Data entries

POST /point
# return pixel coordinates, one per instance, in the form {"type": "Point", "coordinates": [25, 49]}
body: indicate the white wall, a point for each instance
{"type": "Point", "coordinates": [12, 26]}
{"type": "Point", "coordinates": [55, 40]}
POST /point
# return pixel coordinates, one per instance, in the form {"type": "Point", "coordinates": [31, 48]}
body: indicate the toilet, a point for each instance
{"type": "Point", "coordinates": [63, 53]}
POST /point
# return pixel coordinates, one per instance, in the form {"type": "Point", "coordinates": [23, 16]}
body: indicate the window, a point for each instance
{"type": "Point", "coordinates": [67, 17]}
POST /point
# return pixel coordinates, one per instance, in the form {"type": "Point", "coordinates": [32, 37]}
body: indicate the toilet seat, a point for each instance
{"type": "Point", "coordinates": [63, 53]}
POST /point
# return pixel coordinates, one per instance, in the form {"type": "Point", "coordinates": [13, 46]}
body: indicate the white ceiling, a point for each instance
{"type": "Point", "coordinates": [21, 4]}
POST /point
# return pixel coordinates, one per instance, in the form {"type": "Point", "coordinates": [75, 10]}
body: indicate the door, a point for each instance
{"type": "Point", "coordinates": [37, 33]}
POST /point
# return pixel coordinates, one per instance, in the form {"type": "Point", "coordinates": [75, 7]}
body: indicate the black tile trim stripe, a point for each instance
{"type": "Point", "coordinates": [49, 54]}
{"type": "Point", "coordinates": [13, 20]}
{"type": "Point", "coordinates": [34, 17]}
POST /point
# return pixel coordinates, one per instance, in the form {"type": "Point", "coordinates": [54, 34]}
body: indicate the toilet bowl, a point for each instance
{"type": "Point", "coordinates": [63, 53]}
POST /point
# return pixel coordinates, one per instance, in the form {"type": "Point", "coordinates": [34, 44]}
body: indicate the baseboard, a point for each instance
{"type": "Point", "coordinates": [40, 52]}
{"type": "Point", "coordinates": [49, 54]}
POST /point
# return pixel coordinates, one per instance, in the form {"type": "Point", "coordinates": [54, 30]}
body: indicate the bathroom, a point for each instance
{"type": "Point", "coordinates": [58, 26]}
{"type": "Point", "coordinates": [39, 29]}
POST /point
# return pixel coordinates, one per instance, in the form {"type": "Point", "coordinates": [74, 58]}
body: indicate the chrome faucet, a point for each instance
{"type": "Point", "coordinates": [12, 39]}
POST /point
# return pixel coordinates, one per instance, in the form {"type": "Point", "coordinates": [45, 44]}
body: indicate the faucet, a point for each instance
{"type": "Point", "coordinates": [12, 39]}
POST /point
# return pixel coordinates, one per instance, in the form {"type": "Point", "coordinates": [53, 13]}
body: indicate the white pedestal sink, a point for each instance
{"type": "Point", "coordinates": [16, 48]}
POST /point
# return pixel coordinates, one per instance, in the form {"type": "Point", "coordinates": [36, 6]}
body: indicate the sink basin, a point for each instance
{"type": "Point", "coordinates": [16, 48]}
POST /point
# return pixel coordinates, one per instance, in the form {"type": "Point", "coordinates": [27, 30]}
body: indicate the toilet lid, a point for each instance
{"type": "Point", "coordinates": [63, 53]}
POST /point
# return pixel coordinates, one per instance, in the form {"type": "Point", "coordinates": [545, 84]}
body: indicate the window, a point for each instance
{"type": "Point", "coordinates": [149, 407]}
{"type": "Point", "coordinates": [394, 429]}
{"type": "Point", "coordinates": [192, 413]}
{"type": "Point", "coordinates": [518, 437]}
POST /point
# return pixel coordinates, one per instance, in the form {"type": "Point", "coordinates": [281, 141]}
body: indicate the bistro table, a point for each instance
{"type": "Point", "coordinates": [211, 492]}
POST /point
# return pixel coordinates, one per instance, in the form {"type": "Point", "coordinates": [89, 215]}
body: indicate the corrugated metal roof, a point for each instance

What is required
All the entries above are to be transcribed without any alteration.

Result below
POST /point
# return pixel coordinates, one per instance, in the form {"type": "Point", "coordinates": [25, 49]}
body: indicate the white wall, a point for each instance
{"type": "Point", "coordinates": [12, 26]}
{"type": "Point", "coordinates": [55, 40]}
POST /point
# return pixel coordinates, one per instance, in the form {"type": "Point", "coordinates": [31, 48]}
body: indicate the toilet, a point for each instance
{"type": "Point", "coordinates": [63, 53]}
POST /point
# return pixel coordinates, one per instance, in the form {"type": "Point", "coordinates": [23, 16]}
body: indicate the window, a point for each instance
{"type": "Point", "coordinates": [67, 17]}
POST /point
# return pixel coordinates, one per instance, in the form {"type": "Point", "coordinates": [32, 37]}
body: indicate the toilet seat, a point for each instance
{"type": "Point", "coordinates": [63, 53]}
POST /point
# return pixel coordinates, one per instance, in the form {"type": "Point", "coordinates": [13, 46]}
body: indicate the white ceiling, a point for each instance
{"type": "Point", "coordinates": [21, 4]}
POST /point
# return pixel coordinates, one per instance, in the form {"type": "Point", "coordinates": [75, 10]}
body: indicate the door, a point for each instance
{"type": "Point", "coordinates": [37, 33]}
POST /point
# return pixel coordinates, one per instance, in the form {"type": "Point", "coordinates": [75, 7]}
body: indicate the black tile trim stripe, a point for each instance
{"type": "Point", "coordinates": [49, 54]}
{"type": "Point", "coordinates": [13, 20]}
{"type": "Point", "coordinates": [34, 17]}
POST /point
# return pixel coordinates, one per instance, in the form {"type": "Point", "coordinates": [54, 34]}
body: indicate the toilet bowl, a point for each instance
{"type": "Point", "coordinates": [63, 53]}
POST /point
# return pixel coordinates, one per instance, in the form {"type": "Point", "coordinates": [34, 44]}
body: indicate the baseboard, a point for each instance
{"type": "Point", "coordinates": [40, 52]}
{"type": "Point", "coordinates": [49, 54]}
POST /point
# return pixel coordinates, one per instance, in the form {"type": "Point", "coordinates": [54, 30]}
body: indicate the bathroom, a point for each instance
{"type": "Point", "coordinates": [58, 26]}
{"type": "Point", "coordinates": [39, 29]}
POST /point
# return pixel coordinates, one per instance, in the form {"type": "Point", "coordinates": [74, 58]}
body: indicate the chrome faucet, a point for each instance
{"type": "Point", "coordinates": [12, 39]}
POST /point
# return pixel coordinates, one per instance, in the form {"type": "Point", "coordinates": [45, 44]}
body: indicate the faucet, a point for each instance
{"type": "Point", "coordinates": [12, 39]}
POST /point
# return pixel coordinates, one per instance, in the form {"type": "Point", "coordinates": [53, 13]}
body: indicate the white pedestal sink, a point for each instance
{"type": "Point", "coordinates": [16, 48]}
POST /point
# return pixel coordinates, one per instance, in the form {"type": "Point", "coordinates": [36, 6]}
body: indicate the sink basin, a point for each instance
{"type": "Point", "coordinates": [16, 48]}
POST /point
# return pixel coordinates, one per instance, in the form {"type": "Point", "coordinates": [27, 30]}
body: indicate the toilet lid, a point for each instance
{"type": "Point", "coordinates": [63, 53]}
POST /point
# return pixel coordinates, one per instance, in the form {"type": "Point", "coordinates": [545, 84]}
body: indicate the window, a point for each instance
{"type": "Point", "coordinates": [149, 407]}
{"type": "Point", "coordinates": [394, 429]}
{"type": "Point", "coordinates": [192, 413]}
{"type": "Point", "coordinates": [518, 437]}
POST /point
# return pixel coordinates, one per instance, in the form {"type": "Point", "coordinates": [281, 141]}
body: indicate the bistro table, a point for each instance
{"type": "Point", "coordinates": [211, 492]}
POST /point
# return pixel coordinates, one per instance, in the form {"type": "Point", "coordinates": [89, 215]}
body: indicate the corrugated metal roof, a point for each instance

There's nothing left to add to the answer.